* Short exercise 1 *
Determine whether each of the following statements agrees with the General Santos City account of February 1986, answering yes or no and quoting the deciding words of the text. (a) The snap election took place on February 7. (b) The narrator chaired a Davao City chapter of the College Editors Guild of the Philippines. (c) The student and youth activists went to the Notre Dame of Dadiangas.

DAVAO CITY (MindaNews / 25 February) — Forty years ago, the air in General Santos City didn’t just carry the tropical heat of February 1986; it carried a weight that buzzed just beneath the skin.
It was a feeling we’d all carried since February 7, when the snap election had been held and, we knew, stolen.
The dictator had rigged it. We all knew the truth: Cory Aquino had won the people’s trust, but Marcos had the ballots, the soldiers, and the dictator’s power.
In the weeks that followed, the opposition in GenSan and South Cotabato, from the YS (youth and students), professionals, enlightened local officials, church groups to farmer and worker leaders, had begun organizing civil disobedience—a quiet, determined refusal to accept the lie.
As the then chair of the College Editors Guild of the Philippines, Gen. Santos-South Cotabato chapter, I was right in the thick of it with the other student leaders.
As young campus journalists, our minds were sharpened by the very act of editing our college papers about stories of the excesses and brutalities of the dictatorship, and we were furious.
We knew the truth, and we were ready to fight for it, with words, and, if need be, with our presence in the frontlines to oust the dictator Marcos.
Then, on the afternoon of February 22, the spark we were waiting for finally caught fire.
The time for writing editorials in the safety of a newsroom had ended.
The news crackled through the grapevine: Enrile and Ramos had broken away from Marcos. They were holed up in two military camps in Manila, and the people were being called to support them. The revolt had begun; it was breathing down our necks.
We didn’t hesitate. The plan we’d vaguely discussed for days snapped into sharp focus.
A group of us – student and youth activists (my close buddy Ariel, Busoy, Boyax, Natnat, Tito, Malou, Emily, Jojo, Jinkay, among others) – fanned out across the city. We went to my alma mater, the Notre Dame of Dadiangas, to the other colleges, moving from classroom to classroom, our voices urgent with the news. “They’ve walked out in Manila!” we’d say. “The people are gathering at EDSA! We have to show them they are not alone!”
You could see the shift in the students’ eyes — uncertainty turning to resolve.
It was a transformative moment to witness. Books were closed, bags were slung over shoulders, and one by one, students walked out of their classrooms.

* Excerpted records *

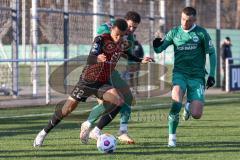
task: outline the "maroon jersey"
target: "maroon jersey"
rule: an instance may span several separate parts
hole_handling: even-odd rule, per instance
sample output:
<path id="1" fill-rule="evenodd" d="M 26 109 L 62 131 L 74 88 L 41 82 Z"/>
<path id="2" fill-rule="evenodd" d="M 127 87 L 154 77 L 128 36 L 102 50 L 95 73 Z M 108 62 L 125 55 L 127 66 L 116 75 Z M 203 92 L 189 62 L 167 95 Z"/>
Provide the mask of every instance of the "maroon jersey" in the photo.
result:
<path id="1" fill-rule="evenodd" d="M 97 56 L 100 54 L 106 56 L 105 62 L 97 62 Z M 106 83 L 122 54 L 121 43 L 115 43 L 110 34 L 97 36 L 92 44 L 81 78 L 85 81 Z"/>

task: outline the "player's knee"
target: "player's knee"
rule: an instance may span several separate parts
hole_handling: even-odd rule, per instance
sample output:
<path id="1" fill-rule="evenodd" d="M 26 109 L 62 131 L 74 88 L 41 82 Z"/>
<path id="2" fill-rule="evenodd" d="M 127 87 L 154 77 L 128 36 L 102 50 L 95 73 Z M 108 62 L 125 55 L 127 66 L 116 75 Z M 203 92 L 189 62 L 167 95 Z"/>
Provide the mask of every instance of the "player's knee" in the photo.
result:
<path id="1" fill-rule="evenodd" d="M 124 95 L 124 102 L 127 105 L 132 106 L 134 102 L 133 95 L 131 93 Z"/>
<path id="2" fill-rule="evenodd" d="M 122 98 L 117 98 L 116 101 L 114 101 L 116 106 L 122 106 L 124 104 L 124 100 Z"/>

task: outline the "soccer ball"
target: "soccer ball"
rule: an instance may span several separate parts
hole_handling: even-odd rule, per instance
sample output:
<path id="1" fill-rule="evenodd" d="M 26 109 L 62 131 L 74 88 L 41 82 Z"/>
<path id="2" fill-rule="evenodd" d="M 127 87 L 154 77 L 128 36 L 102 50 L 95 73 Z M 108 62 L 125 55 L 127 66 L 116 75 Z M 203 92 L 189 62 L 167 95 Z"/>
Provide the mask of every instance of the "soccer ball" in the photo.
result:
<path id="1" fill-rule="evenodd" d="M 97 148 L 101 153 L 113 153 L 116 146 L 117 140 L 111 134 L 102 134 L 97 140 Z"/>

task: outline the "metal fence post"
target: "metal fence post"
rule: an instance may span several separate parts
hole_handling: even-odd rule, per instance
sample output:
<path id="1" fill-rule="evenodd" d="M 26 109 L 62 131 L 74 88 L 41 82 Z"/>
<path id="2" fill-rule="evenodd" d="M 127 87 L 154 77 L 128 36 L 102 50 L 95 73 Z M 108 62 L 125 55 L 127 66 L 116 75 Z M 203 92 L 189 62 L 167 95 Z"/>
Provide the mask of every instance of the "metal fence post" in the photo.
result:
<path id="1" fill-rule="evenodd" d="M 64 40 L 64 59 L 68 59 L 69 48 L 69 13 L 68 13 L 68 0 L 64 0 L 64 25 L 63 25 L 63 40 Z M 67 61 L 64 62 L 64 91 L 67 93 Z"/>
<path id="2" fill-rule="evenodd" d="M 51 102 L 51 91 L 50 91 L 50 85 L 49 85 L 49 77 L 50 77 L 50 67 L 49 62 L 47 60 L 47 47 L 44 47 L 44 58 L 45 58 L 45 83 L 46 83 L 46 104 L 49 104 Z"/>
<path id="3" fill-rule="evenodd" d="M 149 21 L 150 21 L 150 29 L 149 29 L 149 46 L 150 46 L 150 57 L 154 57 L 154 51 L 152 48 L 152 37 L 154 35 L 154 1 L 149 1 Z M 148 64 L 148 97 L 151 97 L 151 64 Z"/>
<path id="4" fill-rule="evenodd" d="M 38 13 L 37 13 L 38 0 L 32 0 L 32 58 L 37 60 L 38 56 Z M 37 61 L 32 63 L 32 83 L 33 83 L 33 97 L 37 96 L 38 91 L 38 70 Z"/>
<path id="5" fill-rule="evenodd" d="M 19 46 L 19 0 L 12 1 L 12 59 L 18 59 Z M 18 62 L 12 63 L 12 91 L 13 96 L 18 96 Z"/>

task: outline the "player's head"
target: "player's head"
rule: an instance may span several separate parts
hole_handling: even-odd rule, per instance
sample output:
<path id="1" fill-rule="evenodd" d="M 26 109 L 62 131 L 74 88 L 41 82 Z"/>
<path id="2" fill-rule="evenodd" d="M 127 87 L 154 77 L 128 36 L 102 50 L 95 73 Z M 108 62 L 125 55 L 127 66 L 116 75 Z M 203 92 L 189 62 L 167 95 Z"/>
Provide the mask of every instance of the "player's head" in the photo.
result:
<path id="1" fill-rule="evenodd" d="M 125 15 L 125 20 L 128 24 L 128 34 L 130 34 L 137 29 L 139 23 L 141 22 L 141 16 L 135 11 L 129 11 Z"/>
<path id="2" fill-rule="evenodd" d="M 181 25 L 184 30 L 189 30 L 196 21 L 196 10 L 193 7 L 185 7 L 182 10 Z"/>
<path id="3" fill-rule="evenodd" d="M 111 28 L 111 37 L 114 42 L 119 42 L 122 37 L 126 34 L 128 24 L 124 19 L 116 19 Z"/>

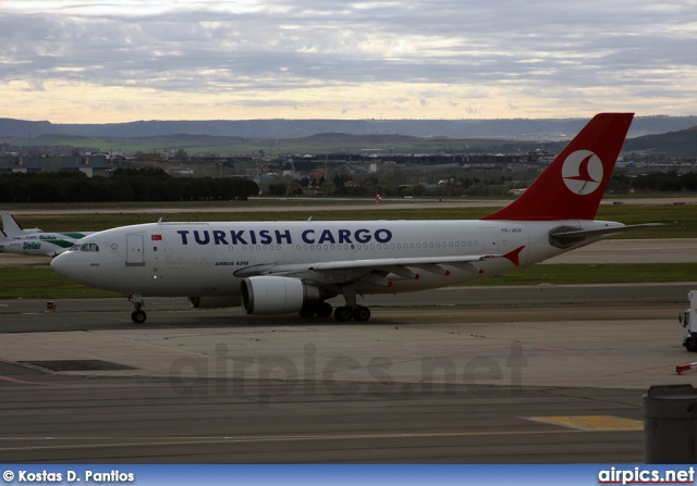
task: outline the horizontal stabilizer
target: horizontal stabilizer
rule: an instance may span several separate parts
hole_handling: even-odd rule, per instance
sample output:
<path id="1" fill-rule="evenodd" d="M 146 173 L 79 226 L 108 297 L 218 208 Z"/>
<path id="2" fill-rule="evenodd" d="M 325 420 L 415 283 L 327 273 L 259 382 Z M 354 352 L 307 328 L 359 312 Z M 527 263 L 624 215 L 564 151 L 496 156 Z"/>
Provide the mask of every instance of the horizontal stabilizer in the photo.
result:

* Short exercise 2 *
Transcribe the rows above, starting at their first line and ending at the line that contains "122 98 L 117", with both ends included. Omit the pictures.

* Worked answer 1 *
(a) Yes: "since February 7, when the snap election had been held"
(b) No: "chair of the College Editors Guild of the Philippines, Gen. Santos-South Cotabato chapter"
(c) Yes: "We went to my alma mater, the Notre Dame of Dadiangas"

* Worked answer 2 *
task: outline the "maroon jersey"
target: "maroon jersey"
rule: an instance may span several separate parts
hole_handling: even-odd rule, per instance
sample output:
<path id="1" fill-rule="evenodd" d="M 26 109 L 62 131 L 74 88 L 41 82 Z"/>
<path id="2" fill-rule="evenodd" d="M 127 87 L 154 77 L 128 36 L 102 50 L 95 73 Z M 108 62 L 125 55 L 127 66 L 116 75 Z M 203 92 L 189 62 L 167 95 Z"/>
Provide the mask of every instance of the "maroon jersey" in the photo.
result:
<path id="1" fill-rule="evenodd" d="M 97 56 L 100 54 L 106 56 L 105 62 L 97 62 Z M 106 83 L 122 54 L 121 43 L 115 43 L 110 34 L 97 36 L 92 44 L 81 78 L 85 81 Z"/>

task: outline the "player's knee"
target: "player's knee"
rule: an instance may span several separate parts
hole_handling: even-odd rule, per instance
sample output:
<path id="1" fill-rule="evenodd" d="M 26 109 L 62 131 L 74 88 L 41 82 Z"/>
<path id="2" fill-rule="evenodd" d="M 127 87 L 154 77 L 128 36 L 102 50 L 95 73 Z M 108 62 L 125 55 L 127 66 L 116 75 Z M 203 92 L 189 62 L 167 95 Z"/>
Provide the mask of every instance of the "player's knee" in the photo.
result:
<path id="1" fill-rule="evenodd" d="M 124 95 L 124 102 L 127 105 L 132 106 L 134 102 L 133 95 L 131 93 Z"/>
<path id="2" fill-rule="evenodd" d="M 122 98 L 117 98 L 116 101 L 114 101 L 116 106 L 122 106 L 124 104 L 124 100 Z"/>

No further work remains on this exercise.